• Challenge: Write out the items verbatim, from the first line through the line containing "[460,443,726,663]", inclusive.

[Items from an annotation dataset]
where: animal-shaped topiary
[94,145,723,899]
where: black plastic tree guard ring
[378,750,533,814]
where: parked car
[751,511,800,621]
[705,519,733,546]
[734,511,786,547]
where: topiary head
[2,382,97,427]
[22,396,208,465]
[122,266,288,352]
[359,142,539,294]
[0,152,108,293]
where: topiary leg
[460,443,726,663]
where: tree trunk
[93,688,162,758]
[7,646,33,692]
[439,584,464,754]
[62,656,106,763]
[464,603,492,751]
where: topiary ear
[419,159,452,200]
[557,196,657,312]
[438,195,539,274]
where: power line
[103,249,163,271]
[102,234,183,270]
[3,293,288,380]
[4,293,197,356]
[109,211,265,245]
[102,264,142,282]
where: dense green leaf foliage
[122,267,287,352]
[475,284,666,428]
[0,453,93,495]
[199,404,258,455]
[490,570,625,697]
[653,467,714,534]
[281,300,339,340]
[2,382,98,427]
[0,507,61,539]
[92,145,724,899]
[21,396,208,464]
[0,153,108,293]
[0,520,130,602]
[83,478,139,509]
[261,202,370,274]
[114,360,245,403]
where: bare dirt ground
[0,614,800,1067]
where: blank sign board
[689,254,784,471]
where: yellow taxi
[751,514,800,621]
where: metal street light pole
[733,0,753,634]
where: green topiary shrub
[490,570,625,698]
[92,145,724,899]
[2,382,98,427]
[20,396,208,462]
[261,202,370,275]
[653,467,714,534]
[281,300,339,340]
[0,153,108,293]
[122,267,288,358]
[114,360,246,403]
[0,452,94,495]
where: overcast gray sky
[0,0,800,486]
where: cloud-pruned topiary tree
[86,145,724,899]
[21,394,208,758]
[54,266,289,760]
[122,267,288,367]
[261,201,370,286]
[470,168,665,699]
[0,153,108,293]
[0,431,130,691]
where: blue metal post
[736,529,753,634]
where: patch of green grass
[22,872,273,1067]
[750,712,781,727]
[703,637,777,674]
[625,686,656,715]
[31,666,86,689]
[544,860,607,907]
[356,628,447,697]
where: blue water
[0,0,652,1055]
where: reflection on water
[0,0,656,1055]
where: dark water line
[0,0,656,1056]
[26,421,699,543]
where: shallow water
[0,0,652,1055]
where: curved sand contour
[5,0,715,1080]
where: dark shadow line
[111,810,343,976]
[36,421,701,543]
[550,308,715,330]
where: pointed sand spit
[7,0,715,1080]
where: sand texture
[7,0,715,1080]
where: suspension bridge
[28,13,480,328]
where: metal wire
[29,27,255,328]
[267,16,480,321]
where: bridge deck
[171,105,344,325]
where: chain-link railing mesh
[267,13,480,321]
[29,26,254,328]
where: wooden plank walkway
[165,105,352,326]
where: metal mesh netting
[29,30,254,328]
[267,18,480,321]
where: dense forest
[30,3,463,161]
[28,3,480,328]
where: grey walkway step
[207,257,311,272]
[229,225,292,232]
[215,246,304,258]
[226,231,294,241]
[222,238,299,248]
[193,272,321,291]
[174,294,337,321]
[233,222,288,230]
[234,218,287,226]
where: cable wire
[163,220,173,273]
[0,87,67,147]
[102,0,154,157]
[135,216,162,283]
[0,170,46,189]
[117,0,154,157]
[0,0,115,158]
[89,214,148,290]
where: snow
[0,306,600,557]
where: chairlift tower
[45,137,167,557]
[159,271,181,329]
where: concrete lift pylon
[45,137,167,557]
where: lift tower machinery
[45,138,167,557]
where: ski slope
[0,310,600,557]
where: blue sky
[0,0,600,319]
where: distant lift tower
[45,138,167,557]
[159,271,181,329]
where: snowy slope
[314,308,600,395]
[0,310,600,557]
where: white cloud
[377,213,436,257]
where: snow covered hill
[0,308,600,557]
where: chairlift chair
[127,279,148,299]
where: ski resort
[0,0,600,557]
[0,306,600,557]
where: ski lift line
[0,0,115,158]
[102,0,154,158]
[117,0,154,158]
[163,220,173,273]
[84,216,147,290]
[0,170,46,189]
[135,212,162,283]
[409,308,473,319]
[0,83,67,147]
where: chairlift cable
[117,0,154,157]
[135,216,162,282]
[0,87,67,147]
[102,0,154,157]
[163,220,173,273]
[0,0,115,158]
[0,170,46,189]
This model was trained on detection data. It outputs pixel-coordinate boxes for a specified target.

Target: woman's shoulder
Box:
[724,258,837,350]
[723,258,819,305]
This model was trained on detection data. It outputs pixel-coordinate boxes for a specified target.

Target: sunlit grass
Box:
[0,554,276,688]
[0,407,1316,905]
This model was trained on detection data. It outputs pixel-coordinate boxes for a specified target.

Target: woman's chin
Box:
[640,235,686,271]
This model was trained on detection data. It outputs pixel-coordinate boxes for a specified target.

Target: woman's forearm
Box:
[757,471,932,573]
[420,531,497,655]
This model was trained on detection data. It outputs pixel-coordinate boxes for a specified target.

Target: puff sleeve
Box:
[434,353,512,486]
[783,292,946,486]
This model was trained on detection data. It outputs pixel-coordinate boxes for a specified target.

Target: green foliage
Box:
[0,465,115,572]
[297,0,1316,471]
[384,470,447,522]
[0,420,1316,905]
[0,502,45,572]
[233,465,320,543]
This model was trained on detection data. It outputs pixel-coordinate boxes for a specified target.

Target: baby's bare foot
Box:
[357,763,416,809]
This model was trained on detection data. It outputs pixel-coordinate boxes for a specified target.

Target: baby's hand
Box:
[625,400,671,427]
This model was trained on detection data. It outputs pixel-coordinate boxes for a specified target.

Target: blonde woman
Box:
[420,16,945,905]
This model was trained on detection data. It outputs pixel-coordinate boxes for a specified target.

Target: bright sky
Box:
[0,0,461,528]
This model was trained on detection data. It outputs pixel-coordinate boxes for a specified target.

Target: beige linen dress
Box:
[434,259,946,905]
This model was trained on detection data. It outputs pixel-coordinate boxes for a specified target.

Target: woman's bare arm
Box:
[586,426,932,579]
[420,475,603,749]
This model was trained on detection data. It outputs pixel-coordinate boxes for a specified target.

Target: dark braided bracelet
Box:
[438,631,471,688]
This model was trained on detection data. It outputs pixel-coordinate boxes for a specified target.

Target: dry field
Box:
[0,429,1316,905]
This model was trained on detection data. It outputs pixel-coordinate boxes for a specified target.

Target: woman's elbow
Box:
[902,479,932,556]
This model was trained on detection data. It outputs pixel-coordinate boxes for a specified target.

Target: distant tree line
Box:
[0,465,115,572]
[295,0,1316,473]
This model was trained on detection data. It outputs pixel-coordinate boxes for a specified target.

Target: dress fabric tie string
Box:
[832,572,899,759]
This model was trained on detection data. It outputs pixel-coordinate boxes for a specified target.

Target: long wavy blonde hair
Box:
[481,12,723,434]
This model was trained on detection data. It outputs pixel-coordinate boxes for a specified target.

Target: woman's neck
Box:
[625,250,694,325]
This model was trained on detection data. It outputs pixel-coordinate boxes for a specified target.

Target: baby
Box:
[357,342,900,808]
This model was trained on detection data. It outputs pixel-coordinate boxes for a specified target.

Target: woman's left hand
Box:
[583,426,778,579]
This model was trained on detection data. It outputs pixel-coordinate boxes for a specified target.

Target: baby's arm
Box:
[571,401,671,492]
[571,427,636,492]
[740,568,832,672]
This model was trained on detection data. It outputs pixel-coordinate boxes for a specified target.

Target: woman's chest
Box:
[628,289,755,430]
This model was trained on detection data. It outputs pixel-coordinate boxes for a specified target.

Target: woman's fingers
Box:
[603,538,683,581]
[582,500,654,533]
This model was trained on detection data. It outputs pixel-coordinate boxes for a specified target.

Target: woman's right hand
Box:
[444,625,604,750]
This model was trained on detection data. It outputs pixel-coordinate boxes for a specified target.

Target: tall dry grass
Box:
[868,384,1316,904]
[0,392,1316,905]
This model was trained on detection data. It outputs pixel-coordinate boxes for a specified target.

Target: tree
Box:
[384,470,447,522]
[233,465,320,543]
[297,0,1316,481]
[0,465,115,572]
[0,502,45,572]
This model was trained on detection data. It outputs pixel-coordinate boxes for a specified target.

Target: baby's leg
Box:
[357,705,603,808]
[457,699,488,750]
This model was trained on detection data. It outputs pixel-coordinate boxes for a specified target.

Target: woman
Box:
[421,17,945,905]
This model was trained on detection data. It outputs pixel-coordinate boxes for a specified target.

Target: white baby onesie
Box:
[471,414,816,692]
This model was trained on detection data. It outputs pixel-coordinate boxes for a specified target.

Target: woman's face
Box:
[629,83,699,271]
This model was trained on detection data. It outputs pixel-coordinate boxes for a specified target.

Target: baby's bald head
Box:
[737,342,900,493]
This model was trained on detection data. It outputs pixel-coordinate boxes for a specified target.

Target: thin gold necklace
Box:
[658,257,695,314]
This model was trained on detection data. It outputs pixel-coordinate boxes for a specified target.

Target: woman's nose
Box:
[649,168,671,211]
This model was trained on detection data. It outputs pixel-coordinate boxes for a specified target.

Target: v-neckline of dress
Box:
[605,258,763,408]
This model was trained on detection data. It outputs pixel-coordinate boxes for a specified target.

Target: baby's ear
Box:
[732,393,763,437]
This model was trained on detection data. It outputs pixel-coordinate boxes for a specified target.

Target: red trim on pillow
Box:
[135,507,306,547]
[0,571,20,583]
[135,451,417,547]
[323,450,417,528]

• Problem solution:
where: animal-shaped topiary
[94,145,723,899]
where: black plastic tree guard ring
[378,750,533,814]
where: parked car
[751,511,800,621]
[705,519,733,546]
[734,511,786,547]
where: topiary head
[2,382,97,427]
[22,396,208,465]
[122,266,288,352]
[359,142,539,294]
[0,152,108,293]
where: topiary leg
[460,443,726,663]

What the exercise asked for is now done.